§ Activity: Beneath this line is the data. Output exactly the lines from the line with "suit and record integer pixel coordinates." to the line with "Target: protester in white protective suit", both ends included, and nothing more.

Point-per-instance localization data
....................

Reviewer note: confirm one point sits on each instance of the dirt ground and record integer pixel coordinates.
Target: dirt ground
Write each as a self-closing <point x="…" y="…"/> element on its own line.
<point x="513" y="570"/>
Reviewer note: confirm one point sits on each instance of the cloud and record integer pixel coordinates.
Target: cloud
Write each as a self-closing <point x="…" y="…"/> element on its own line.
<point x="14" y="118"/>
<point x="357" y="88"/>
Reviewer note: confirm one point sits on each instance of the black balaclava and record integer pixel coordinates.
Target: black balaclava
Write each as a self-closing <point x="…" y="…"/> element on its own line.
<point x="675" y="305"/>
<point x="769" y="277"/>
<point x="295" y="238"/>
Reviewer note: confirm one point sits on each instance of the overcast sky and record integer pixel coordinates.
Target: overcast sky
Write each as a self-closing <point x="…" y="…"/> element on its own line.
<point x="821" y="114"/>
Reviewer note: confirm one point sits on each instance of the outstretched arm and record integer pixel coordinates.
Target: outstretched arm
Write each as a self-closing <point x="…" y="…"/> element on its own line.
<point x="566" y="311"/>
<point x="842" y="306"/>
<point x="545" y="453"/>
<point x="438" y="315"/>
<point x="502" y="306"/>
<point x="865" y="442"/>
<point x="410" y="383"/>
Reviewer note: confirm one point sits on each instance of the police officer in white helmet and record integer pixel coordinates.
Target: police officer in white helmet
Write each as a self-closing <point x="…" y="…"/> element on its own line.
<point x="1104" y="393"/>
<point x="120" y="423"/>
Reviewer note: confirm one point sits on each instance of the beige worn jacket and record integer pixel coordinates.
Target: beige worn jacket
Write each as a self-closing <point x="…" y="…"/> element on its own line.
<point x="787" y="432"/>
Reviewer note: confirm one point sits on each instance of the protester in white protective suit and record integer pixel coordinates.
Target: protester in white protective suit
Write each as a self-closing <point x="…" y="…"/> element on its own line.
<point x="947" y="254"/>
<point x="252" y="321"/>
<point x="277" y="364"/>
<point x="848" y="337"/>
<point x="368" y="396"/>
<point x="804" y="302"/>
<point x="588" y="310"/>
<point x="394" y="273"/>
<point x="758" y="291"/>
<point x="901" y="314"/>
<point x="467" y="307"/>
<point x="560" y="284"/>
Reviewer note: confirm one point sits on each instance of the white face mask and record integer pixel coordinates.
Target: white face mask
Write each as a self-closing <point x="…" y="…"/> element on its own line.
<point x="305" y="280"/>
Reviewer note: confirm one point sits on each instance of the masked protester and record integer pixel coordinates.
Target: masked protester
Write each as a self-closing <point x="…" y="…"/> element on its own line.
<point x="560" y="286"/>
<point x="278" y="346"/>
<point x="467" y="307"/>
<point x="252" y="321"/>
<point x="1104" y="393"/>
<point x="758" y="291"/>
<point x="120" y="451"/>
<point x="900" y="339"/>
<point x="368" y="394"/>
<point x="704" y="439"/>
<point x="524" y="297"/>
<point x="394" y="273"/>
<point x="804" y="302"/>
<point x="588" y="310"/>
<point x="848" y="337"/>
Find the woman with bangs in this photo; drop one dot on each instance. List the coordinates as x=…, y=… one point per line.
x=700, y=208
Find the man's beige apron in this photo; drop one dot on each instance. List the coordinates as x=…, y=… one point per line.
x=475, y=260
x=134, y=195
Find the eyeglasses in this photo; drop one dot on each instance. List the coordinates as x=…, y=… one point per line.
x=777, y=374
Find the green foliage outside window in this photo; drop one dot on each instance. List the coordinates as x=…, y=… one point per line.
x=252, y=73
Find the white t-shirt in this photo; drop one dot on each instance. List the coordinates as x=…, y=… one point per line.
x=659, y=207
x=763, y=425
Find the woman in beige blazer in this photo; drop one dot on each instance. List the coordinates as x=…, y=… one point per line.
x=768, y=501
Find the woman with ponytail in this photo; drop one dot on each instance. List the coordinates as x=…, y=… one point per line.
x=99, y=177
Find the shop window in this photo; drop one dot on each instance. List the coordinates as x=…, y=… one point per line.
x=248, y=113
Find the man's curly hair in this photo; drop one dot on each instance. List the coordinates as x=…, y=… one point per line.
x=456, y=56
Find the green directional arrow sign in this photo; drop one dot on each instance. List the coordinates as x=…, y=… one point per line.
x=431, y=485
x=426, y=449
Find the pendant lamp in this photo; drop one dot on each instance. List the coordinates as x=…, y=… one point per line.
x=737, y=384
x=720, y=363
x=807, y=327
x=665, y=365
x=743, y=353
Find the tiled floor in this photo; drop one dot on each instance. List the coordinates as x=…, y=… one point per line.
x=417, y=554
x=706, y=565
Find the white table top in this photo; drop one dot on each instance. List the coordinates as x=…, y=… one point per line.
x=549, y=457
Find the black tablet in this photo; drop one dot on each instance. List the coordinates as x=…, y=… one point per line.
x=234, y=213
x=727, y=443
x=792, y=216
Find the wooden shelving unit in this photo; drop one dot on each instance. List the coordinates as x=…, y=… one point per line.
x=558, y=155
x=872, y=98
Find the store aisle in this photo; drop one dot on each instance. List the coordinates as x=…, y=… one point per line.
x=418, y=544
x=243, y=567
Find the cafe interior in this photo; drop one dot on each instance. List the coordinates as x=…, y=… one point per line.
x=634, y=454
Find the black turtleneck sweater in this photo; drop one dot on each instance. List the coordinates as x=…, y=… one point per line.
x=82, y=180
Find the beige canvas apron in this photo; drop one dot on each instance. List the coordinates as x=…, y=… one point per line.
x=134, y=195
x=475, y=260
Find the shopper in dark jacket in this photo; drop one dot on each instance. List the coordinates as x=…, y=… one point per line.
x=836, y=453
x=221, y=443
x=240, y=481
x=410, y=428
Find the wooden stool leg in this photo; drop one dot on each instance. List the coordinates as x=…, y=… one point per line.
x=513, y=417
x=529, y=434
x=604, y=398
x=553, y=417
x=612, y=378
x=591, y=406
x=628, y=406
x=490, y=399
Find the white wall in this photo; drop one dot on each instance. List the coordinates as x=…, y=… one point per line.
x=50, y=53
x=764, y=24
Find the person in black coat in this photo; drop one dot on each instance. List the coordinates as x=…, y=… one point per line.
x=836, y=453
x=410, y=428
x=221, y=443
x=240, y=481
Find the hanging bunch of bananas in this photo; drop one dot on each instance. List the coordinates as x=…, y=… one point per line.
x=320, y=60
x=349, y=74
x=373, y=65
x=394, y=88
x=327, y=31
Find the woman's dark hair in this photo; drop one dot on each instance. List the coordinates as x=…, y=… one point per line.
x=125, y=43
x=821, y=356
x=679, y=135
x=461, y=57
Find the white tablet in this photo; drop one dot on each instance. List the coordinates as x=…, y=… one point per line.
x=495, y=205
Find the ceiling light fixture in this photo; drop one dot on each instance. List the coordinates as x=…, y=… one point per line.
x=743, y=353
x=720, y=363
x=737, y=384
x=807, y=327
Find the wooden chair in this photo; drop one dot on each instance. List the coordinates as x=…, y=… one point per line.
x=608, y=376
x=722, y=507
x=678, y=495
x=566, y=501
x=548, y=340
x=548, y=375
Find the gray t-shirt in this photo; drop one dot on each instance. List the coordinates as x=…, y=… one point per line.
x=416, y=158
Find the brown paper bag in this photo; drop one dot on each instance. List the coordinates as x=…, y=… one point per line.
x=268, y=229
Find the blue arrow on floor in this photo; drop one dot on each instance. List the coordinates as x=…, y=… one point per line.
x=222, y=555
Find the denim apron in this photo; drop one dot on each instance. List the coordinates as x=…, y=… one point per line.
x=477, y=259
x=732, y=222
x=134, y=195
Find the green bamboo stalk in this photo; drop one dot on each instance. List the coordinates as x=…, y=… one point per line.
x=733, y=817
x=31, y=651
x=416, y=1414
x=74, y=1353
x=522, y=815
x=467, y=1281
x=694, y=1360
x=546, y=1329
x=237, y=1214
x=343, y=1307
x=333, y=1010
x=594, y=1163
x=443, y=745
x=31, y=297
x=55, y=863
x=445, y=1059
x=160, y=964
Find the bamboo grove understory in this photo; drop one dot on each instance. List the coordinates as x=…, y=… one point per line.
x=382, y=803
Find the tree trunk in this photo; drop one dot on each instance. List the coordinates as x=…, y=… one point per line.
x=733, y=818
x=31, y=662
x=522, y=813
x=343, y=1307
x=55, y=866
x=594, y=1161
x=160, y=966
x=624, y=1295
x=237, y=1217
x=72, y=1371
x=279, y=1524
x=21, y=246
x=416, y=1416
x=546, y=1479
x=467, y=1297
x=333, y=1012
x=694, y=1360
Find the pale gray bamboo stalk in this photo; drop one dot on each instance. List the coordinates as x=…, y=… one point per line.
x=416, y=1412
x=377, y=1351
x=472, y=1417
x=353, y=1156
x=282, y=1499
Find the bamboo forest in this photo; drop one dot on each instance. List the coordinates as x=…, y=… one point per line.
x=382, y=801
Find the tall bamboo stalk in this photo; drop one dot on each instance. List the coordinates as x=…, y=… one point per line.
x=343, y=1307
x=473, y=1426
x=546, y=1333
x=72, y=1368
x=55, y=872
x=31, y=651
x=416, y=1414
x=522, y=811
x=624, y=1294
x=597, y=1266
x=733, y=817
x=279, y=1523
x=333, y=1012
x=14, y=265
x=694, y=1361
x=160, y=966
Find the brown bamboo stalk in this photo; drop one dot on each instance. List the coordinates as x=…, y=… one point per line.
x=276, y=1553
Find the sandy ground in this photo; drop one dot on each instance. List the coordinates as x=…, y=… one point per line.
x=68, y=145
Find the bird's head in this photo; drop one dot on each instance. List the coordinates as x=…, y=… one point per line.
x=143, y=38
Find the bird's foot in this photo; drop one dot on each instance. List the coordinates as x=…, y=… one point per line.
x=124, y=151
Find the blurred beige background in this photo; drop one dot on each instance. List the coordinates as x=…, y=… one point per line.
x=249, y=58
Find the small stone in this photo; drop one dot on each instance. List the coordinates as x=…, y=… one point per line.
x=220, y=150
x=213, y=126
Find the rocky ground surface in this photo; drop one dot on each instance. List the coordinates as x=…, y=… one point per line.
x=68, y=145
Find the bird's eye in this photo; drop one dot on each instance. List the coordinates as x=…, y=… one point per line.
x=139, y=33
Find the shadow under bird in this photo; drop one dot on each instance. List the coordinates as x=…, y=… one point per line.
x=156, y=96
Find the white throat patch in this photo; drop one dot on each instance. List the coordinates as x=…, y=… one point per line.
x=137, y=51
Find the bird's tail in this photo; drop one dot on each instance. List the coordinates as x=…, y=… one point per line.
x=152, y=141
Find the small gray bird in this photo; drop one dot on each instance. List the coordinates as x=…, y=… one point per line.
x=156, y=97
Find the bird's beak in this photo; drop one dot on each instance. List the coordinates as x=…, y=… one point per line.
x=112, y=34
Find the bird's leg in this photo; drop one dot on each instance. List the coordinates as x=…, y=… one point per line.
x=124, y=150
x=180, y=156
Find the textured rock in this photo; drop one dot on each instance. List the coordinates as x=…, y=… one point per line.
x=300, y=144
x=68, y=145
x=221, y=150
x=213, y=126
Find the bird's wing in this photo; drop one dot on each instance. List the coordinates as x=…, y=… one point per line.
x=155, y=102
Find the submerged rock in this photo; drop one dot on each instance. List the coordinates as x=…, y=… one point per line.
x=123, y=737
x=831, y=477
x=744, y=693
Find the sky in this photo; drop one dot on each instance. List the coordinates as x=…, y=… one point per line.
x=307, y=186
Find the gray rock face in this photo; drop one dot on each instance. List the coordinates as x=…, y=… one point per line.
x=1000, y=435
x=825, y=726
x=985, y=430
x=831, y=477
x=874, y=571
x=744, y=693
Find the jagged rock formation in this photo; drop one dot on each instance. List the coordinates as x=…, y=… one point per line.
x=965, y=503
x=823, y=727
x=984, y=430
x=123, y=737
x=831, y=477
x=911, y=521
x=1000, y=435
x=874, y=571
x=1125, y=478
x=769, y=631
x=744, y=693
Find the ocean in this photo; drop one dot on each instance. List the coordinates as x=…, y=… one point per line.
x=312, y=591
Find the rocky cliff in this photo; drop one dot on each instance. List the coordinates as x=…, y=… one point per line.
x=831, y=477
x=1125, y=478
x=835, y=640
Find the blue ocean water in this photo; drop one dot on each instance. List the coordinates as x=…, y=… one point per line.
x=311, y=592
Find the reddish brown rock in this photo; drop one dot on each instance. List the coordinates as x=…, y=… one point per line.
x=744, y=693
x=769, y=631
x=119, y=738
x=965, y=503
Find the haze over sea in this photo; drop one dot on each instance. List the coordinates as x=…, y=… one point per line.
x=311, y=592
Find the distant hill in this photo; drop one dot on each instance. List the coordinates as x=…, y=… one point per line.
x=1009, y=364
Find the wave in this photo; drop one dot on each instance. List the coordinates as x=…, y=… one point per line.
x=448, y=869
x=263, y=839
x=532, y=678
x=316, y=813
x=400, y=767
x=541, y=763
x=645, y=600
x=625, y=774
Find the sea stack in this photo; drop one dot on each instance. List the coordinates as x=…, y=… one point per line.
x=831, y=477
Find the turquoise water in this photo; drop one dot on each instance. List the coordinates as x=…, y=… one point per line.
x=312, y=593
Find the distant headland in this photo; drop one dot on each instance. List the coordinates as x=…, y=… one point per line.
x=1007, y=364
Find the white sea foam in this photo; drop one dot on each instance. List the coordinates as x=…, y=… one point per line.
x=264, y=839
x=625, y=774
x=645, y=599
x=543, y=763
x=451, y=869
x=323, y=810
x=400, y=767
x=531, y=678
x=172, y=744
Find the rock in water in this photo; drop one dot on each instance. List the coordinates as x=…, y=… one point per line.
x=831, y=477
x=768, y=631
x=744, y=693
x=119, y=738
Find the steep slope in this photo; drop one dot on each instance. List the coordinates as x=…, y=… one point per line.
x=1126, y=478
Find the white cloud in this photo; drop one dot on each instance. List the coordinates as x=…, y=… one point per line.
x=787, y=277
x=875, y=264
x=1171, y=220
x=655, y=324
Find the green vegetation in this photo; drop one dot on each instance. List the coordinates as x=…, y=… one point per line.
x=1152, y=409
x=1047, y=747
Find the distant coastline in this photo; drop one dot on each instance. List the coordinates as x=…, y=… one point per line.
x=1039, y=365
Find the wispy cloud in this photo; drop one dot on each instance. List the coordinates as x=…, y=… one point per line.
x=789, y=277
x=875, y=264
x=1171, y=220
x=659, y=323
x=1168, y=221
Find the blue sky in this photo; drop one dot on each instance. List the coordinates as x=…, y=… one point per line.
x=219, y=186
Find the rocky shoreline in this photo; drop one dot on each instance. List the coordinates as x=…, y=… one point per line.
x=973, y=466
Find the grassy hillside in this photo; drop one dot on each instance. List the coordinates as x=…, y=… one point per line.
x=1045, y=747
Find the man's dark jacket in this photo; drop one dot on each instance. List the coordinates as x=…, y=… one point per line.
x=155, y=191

....................

§ Task solution:
Reviewer note: confirm one point sits on each instance of the protester in white protective suit and record integer pixel coordinates.
Target: protester in white protective suit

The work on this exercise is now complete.